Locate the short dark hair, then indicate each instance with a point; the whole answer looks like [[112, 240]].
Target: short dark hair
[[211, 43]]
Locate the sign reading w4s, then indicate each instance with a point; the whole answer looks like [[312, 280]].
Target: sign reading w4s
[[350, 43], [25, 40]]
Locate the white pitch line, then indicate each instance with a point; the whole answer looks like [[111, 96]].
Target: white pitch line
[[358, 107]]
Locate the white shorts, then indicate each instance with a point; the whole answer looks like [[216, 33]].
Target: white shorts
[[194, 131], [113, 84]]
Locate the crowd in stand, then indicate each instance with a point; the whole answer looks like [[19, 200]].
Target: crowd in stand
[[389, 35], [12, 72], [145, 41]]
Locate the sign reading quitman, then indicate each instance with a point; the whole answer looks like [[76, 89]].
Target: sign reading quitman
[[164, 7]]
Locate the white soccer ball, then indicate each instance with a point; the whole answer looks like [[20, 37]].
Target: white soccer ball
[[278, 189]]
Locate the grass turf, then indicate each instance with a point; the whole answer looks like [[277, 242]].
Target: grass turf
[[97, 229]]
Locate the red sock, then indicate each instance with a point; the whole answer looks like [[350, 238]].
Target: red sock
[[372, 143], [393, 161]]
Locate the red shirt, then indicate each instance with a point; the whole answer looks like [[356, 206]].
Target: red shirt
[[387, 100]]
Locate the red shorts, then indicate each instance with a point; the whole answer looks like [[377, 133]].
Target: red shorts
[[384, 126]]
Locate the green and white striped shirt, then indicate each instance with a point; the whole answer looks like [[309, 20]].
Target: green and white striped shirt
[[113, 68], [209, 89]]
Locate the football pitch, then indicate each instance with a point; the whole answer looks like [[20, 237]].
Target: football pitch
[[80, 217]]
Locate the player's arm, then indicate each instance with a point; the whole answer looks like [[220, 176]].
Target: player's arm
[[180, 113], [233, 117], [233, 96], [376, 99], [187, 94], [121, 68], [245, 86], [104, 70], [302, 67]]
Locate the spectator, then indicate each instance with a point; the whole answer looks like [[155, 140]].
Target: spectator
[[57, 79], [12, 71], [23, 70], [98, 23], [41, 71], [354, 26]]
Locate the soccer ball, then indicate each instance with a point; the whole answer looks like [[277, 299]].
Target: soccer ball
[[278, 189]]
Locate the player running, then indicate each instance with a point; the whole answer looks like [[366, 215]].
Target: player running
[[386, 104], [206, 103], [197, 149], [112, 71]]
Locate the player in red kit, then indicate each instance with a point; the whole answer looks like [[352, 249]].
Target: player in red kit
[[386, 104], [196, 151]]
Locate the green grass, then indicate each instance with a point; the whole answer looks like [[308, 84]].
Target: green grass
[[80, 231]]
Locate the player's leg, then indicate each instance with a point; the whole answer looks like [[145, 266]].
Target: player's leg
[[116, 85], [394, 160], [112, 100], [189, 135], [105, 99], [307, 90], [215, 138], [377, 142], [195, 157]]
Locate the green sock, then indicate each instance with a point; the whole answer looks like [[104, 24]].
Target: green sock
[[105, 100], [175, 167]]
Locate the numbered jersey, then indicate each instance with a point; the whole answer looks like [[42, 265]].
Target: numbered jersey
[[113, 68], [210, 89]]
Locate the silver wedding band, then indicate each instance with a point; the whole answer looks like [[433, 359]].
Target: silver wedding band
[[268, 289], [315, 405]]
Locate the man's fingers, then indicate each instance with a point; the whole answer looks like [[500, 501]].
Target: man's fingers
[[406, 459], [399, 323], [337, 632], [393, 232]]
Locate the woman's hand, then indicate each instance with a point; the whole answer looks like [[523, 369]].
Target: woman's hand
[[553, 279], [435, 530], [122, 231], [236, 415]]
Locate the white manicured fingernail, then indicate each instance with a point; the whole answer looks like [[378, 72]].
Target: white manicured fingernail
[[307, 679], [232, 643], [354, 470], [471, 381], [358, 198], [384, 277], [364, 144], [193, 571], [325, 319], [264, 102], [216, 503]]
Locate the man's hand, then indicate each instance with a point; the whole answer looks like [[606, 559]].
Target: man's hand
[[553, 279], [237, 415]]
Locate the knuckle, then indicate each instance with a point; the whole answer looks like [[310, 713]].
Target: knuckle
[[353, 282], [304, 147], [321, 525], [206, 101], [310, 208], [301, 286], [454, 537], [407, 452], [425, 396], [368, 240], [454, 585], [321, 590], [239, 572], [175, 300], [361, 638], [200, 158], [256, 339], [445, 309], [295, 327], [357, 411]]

→ **TASK INSTRUCTIONS**
Copy this data word for word.

→ **PROBLEM SOLUTION**
Locate the short dark hair, then indicate each instance with a point; the whole answer looks like [[112, 240]].
Target: short dark hair
[[211, 43]]
Locate the sign reading w4s, then indicate each instance with a point; the whole answer looks like [[312, 280]].
Target: sign reading w4s
[[350, 43], [25, 40]]
Locate the white pitch line, then indicate each instance with a point; the whole answer looks like [[111, 96]].
Target: white pitch line
[[358, 107]]
Locate the white shorts, then indicate each instance with a point; the whole answer looks like [[216, 33]].
Target: white shorts
[[194, 131], [113, 84]]
Locate the crowd in stand, then indicate each instance with a point; the whole answer looks like [[19, 200]].
Target: crowd in stand
[[389, 35], [12, 72], [145, 41]]
Locate the sign reading quitman, then indicate each instance with a point; the whole answer looks like [[76, 89]].
Target: sign reading quitman
[[164, 7]]
Locate the white soccer ball, then indicate each instance with a point; the whole answer looks like [[20, 37]].
Target: white soccer ball
[[278, 189]]
Locate the grass turf, then indicate each instance with a point; the whole answer looks like [[277, 242]].
Target: grass turf
[[97, 229]]
Locate the red sock, then indicate each instance with a point; the whole answer looks like [[350, 238]].
Target: red sock
[[372, 143], [393, 161]]
Locate the red shirt, then indicate each instance with a point; the whole answer looks like [[356, 206]].
Target: red shirt
[[387, 100]]
Locate the red shorts, then indicate each instance with a point; the whole answer looks like [[377, 133]].
Target: red shorts
[[384, 126]]
Locate the green and white striped shirt, then indicate each instance with a point; the whole answer looks like [[309, 20]].
Target: green and white striped shirt
[[113, 68], [209, 89]]
Locate the football pitch, then indicate each instance with a point; the whole answer looks like [[20, 237]].
Target: football pitch
[[80, 217]]
Locate the player's arm, then indicate each instance with a point; the whole answer looks like [[220, 176]].
Target: player's arm
[[180, 113], [233, 117], [233, 96], [376, 99], [187, 94], [121, 68], [245, 86], [104, 70], [302, 67]]
Locate the spectator, then indicate each instance with a point; the whole answer looks like [[155, 140]].
Target: spectator
[[57, 79], [12, 71], [23, 70], [98, 23], [41, 71], [354, 26]]
Locate the soccer ball, then indicate each instance with a point; the whole answer looks like [[277, 299]].
Target: soccer ball
[[278, 189]]
Locate the player running, then indicate each instance with a point; the whole answer looks like [[366, 215]].
Target: player running
[[386, 104], [206, 103], [197, 149], [112, 71]]
Locate the player in red kit, then indicate each instance with a point; the whole answer looks like [[352, 249]].
Target: player in red kit
[[386, 104], [196, 151]]
Locate the green grass, then indicate each instance with a point; the whole answer looks like [[308, 84]].
Target: green grass
[[80, 231]]
Locate the player's leg, then indicate each instance with a point; the whole answer looks like [[145, 266]].
Target: player's leg
[[116, 85], [394, 160], [112, 100], [189, 135], [105, 99], [307, 90], [215, 138], [377, 142], [195, 157]]
Locate the green sock, then indicate each instance with a point; the whole answer looks like [[104, 24]].
Target: green sock
[[105, 100], [175, 167]]
Locate the numbered jersey, then indicate each instance with a point; the whole answer looks like [[42, 265]].
Target: numbered jersey
[[113, 68], [210, 89]]
Locate the silver wedding band, then indicate each instance with a point; the whole answer looks like [[433, 359]].
Target: silver wedding band
[[268, 289], [315, 405]]
Locate the man's fingers, then indicate each instance with a point; the whole answer looks like [[500, 501]].
Target: man's fingers
[[406, 459], [399, 323], [337, 632], [393, 232]]
Locate the woman's hand, then indicate each instance with a point; the whole answer looks like [[523, 369]].
Target: woman's hand
[[553, 279], [435, 530], [122, 231], [236, 415]]
Locate the white manicured fingernail, then indicate each instance with a point; the whole answer looks like [[378, 72]].
Target: white manicured fingernail
[[307, 679], [232, 643], [354, 470], [471, 381], [358, 198], [384, 277], [364, 144], [193, 571], [325, 319], [264, 102], [216, 503]]
Locate the man's hand, then indicate each instance with a point; the whole answer looks like [[606, 559]].
Target: man's hand
[[553, 279], [237, 415]]
Locate the knuckle, then indicate each instance with a point; the whole answer looks like [[310, 713]].
Target: knuckle
[[353, 282], [304, 147], [321, 525], [206, 101], [310, 208], [301, 286], [454, 537], [407, 452], [425, 396], [368, 240], [454, 585], [321, 590], [239, 572], [175, 300], [361, 638], [200, 158], [256, 339], [445, 309], [295, 327], [357, 411]]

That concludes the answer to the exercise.